◆ **DÉTAILS DE LA TÂCHE**
Que dit l'extrait sur les Balkans sur les points suivants ?
(a) Vers quelle zone le foyer de crise s'est-il déplacé ?
(b) Quelle ancienne république yougoslave se considère à l'abri des soubresauts balkaniques ?
(c) Contre qui M. Stjepan Mesic se dit-il prêt à témoigner ?

◆ **EXTRAIT DE LA SOURCE**
_ _ _
Pour autant, la stabilité des Balkans n'est sans doute pas pour demain. Le foyer de crise s'est nettement déplacé vers le sud et touche essentiellement la zone de peuplement albanais. Et tandis que la Slovénie, une des anciennes républiques yougoslaves, se considère depuis longtemps et à juste titre absolument à l'abri des soubresauts balkaniques et que la Croatie n'est à son tour plus concernée par des problèmes majeurs, les autres pays de la région demeurent, peu ou prou, impliqués dans cette zone de troubles.

M. Stjepan Mesic avait prédit à Milosevic, il y a dix ans, qu’il finirait pendu. Aujourd'hui, il se dit prêt à témoigner contre lui. Pensez-vous que ce soit, en tant que président croate, sa place et son rôle ? Une telle initiative n'est-elle pas de nature à fragiliser des relations de bon voisinage déjà si difficiles à établir ?
_ _ _
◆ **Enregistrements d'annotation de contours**
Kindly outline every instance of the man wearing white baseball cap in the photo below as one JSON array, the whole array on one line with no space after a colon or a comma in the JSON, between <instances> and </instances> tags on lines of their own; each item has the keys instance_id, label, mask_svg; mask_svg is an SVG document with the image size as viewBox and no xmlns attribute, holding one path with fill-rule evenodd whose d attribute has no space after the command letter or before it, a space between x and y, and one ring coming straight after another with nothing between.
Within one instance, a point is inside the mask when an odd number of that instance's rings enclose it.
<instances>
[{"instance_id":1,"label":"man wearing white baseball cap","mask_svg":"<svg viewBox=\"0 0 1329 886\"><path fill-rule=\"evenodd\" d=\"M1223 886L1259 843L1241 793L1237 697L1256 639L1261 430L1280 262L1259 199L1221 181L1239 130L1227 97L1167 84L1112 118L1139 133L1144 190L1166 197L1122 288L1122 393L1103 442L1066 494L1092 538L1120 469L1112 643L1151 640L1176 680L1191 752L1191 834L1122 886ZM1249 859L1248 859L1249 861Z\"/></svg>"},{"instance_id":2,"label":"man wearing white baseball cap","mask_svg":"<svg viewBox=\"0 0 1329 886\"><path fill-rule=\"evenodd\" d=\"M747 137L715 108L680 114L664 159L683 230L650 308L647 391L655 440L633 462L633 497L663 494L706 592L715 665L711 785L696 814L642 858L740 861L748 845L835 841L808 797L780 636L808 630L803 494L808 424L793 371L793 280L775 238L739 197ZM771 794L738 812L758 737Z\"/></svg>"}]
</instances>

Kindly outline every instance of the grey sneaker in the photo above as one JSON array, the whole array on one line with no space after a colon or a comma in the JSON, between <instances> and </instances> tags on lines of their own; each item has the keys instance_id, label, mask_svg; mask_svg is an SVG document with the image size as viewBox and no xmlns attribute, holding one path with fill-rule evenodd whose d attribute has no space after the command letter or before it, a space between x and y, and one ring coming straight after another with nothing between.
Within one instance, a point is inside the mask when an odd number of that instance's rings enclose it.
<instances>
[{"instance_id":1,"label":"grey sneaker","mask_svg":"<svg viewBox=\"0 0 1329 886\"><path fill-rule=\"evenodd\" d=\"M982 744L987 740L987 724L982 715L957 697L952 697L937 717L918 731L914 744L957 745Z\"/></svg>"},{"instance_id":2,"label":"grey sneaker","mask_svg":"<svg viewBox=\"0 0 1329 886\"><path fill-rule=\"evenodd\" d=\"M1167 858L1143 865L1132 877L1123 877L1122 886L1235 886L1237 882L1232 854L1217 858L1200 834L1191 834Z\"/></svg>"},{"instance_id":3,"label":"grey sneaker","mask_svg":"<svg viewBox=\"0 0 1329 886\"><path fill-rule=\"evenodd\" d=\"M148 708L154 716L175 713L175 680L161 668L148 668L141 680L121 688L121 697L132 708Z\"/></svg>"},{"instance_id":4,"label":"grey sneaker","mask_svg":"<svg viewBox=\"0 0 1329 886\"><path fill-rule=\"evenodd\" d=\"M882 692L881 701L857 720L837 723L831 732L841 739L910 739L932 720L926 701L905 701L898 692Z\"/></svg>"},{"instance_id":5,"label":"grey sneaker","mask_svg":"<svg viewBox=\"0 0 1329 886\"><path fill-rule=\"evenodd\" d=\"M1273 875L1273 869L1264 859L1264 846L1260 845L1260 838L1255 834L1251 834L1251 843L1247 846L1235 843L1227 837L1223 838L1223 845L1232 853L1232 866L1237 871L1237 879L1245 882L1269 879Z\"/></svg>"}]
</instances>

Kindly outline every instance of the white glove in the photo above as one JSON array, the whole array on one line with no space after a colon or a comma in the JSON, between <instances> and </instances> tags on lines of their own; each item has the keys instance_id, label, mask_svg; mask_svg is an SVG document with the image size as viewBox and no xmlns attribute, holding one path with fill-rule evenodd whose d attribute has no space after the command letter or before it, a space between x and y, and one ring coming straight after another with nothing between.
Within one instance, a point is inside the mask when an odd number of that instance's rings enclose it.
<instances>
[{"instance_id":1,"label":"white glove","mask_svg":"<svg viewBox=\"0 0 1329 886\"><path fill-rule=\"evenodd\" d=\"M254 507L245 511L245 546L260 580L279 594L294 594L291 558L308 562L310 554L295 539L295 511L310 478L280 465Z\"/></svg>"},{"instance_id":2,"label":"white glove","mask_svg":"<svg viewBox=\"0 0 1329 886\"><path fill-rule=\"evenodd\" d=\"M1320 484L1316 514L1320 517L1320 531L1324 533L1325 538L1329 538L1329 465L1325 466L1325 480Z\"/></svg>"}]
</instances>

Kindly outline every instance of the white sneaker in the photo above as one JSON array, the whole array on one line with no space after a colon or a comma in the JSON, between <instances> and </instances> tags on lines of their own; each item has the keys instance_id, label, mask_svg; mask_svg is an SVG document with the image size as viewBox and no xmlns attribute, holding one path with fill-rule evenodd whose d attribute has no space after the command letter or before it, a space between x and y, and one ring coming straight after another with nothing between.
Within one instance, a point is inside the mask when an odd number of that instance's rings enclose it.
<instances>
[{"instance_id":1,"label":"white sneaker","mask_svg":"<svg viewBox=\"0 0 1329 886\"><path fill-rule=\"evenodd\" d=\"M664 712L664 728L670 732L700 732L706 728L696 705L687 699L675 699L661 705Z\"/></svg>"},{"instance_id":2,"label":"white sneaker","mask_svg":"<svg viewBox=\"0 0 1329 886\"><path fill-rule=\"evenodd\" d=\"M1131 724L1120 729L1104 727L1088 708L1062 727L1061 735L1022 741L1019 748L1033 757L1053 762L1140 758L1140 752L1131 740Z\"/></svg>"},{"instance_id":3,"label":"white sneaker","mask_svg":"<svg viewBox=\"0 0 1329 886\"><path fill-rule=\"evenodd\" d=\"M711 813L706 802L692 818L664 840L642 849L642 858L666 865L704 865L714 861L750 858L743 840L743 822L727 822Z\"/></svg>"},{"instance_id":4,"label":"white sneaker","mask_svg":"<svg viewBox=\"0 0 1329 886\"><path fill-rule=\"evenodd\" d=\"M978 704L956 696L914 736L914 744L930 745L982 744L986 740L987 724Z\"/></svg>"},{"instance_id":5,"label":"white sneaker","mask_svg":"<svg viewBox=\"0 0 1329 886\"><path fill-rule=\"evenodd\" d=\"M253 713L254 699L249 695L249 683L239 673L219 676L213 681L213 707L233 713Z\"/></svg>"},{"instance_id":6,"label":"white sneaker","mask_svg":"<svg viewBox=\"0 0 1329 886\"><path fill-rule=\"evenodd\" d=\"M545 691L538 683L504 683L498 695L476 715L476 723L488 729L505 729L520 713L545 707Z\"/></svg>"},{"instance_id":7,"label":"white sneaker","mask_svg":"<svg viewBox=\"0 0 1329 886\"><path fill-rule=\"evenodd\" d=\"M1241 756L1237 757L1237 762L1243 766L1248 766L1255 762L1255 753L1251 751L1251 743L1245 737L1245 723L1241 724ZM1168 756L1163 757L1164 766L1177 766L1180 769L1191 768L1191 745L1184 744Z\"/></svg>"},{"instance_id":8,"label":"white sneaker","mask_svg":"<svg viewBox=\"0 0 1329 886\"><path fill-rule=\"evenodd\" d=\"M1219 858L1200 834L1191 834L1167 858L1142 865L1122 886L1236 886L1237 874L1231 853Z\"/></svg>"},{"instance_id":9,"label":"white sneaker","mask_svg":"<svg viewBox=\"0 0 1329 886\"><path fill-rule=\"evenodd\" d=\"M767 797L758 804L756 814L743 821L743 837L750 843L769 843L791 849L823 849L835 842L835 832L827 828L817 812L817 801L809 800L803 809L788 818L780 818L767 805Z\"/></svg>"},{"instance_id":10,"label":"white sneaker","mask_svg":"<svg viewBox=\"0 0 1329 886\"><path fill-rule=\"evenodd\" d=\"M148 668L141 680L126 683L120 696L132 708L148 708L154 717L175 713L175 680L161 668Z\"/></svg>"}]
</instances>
_ _ _
◆ **SOLUTION DE LA TÂCHE**
(a) Vers le sud, essentiellement la zone de peuplement albanais.
(b) La Slovénie.
(c) Contre Milosevic.